▸ REQUIREMENT:
Starting at the line that has "Locate every snow-covered bush." and continuing to the end of the rows, rewrite those lines with "Locate every" swapped for "Mark each" and everything else unchanged. Omit the pictures from your answer.

▸ RECORD SET:
• • •

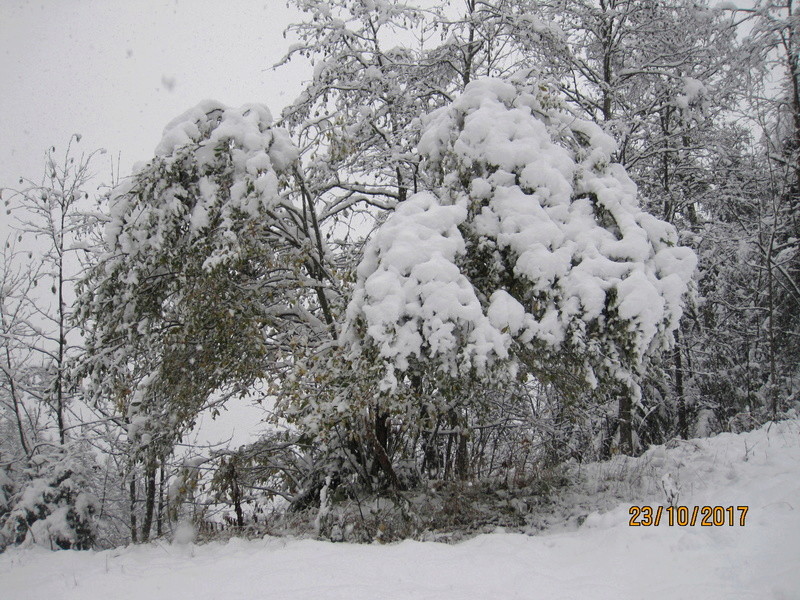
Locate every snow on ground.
[0,420,800,600]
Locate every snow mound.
[0,420,800,600]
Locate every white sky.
[0,0,311,446]
[0,0,310,195]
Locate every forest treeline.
[0,0,800,549]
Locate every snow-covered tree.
[290,79,696,488]
[78,101,333,539]
[0,444,98,550]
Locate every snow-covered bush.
[0,448,98,550]
[343,79,696,462]
[79,101,302,460]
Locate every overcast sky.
[0,0,310,193]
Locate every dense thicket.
[0,0,800,548]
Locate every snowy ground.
[0,421,800,600]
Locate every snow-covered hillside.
[0,420,800,600]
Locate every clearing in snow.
[0,420,800,600]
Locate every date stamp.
[628,506,750,527]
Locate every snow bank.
[0,421,800,600]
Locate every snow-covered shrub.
[0,449,98,550]
[78,101,302,460]
[348,79,696,393]
[321,79,696,472]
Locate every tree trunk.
[619,390,633,456]
[142,459,156,542]
[130,478,139,544]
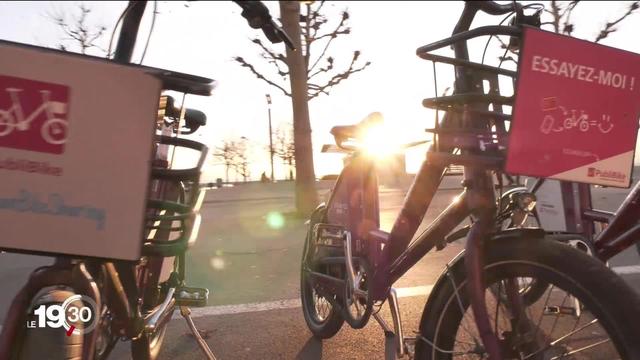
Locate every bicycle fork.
[465,168,502,360]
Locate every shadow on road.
[296,336,322,360]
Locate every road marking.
[173,285,433,319]
[611,265,640,275]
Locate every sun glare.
[361,124,402,158]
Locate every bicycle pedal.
[174,286,209,307]
[543,306,577,316]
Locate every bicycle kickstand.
[180,306,216,360]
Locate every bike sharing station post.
[506,28,640,237]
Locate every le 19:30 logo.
[27,294,97,336]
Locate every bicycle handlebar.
[234,1,295,50]
[465,0,522,15]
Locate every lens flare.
[209,256,225,270]
[266,211,285,230]
[361,123,402,159]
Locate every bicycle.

• • •

▸ REPLY:
Mark each snow-covered bush.
[0,448,98,550]
[343,79,696,462]
[79,101,302,460]
Mark each overcast sky.
[0,0,310,193]
Mark each dense thicket.
[0,0,800,548]
Mark each snowy ground.
[0,421,800,600]
Mark each snow-covered hillside.
[0,420,800,600]
Mark each clearing in snow.
[0,420,800,600]
Mark each date stamp.
[628,506,750,527]
Mark each snow bank.
[0,421,800,600]
Mark each snow-covered shrub.
[0,449,98,550]
[78,101,302,460]
[348,79,696,393]
[321,79,696,472]
Mark each tree trunk.
[619,390,633,456]
[142,459,156,542]
[130,478,139,544]
Mark each bicycle fork.
[465,168,502,360]
Mark each shadow on road.
[296,336,322,360]
Mark each road marking.
[173,285,433,319]
[611,265,640,275]
Mark each sun glare.
[361,124,402,158]
Mark each bicycle pedal.
[174,286,209,307]
[543,306,577,316]
Mark each bicycle kickstand.
[180,306,216,360]
Mark each bike sharing station post.
[506,28,640,237]
Mark each le 19:30 logo.
[27,294,97,336]
Mark each bicycle handlebar.
[234,1,295,50]
[465,0,522,15]
Mark each lens flare.
[209,256,225,270]
[266,211,285,230]
[361,123,402,159]
Mark each bicycle.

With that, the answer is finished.